Document text –
%%
While compacts and makeup palettes might have been rudimentary back then, people still dabbled with pots and paints in the medieval times. But with limited ingredients and the ever-watchful eye of the church, you'd get some really weird beauty tips during the Middle Ages. Like here's-this-arsenic-for-your-face weird.
You would think that rubbing a little lemon on your lips to add some color wouldn't cause such a hysteria, but the pulpit assured its parishioners that, oh, it would. According to Sarah Schaffer, author of Reading Our Lips: The History of Lipstick Regulation in Western Seats of Power, the idea was that makeup hampered with God's vision. To add a little rouge to your cheeks or sneak some fireplace soot onto your lashes was to directly challenge spiritual authority. But like with all things that pertain to women, there was a dichotomy that they were forced to balance on.
For example, according to Thomas Aquinas, a woman needed enough makeup to attract a husband and keep his eye from roving to other prettier church goers, but not so much that it attracted the attention of other men and inspired sinful thoughts. So you should wear makeup, but you definitely couldn't wear makeup. Society: Making standards of beauty for women impossible since the beginning of time.
Here are 10 weird beauty tips from the middle ages that you never knew existed.
%%
Given information –
%%
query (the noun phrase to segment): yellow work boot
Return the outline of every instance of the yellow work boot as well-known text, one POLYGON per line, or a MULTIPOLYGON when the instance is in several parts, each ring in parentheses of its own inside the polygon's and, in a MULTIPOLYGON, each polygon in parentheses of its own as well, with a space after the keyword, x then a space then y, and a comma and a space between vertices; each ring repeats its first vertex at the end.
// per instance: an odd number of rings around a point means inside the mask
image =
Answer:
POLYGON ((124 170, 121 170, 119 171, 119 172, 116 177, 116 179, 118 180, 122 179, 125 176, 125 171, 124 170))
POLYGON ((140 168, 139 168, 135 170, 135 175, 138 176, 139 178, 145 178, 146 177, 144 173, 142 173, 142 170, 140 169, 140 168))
%%
Challenge 1 –
According to the passage on medieval beauty, what did the idea hold that makeup hampered?
Challenge 2 –
For each statement, say whether it agrees with the passage on medieval beauty, and quote the words that decide it: (a) Sarah Schaffer wrote a book on the history of lipstick regulation. (b) Thomas Aquinas held that a woman should wear no makeup at all. (c) The passage promises twelve beauty tips from the Middle Ages.

Exercise output 1 –
God's vision.

Exercise output 2 –
(a) Yes: "Sarah Schaffer, author of Reading Our Lips: The History of Lipstick Regulation in Western Seats of Power"
(b) No: "a woman needed enough makeup to attract a husband"
(c) No: "Here are 10 weird beauty tips from the middle ages"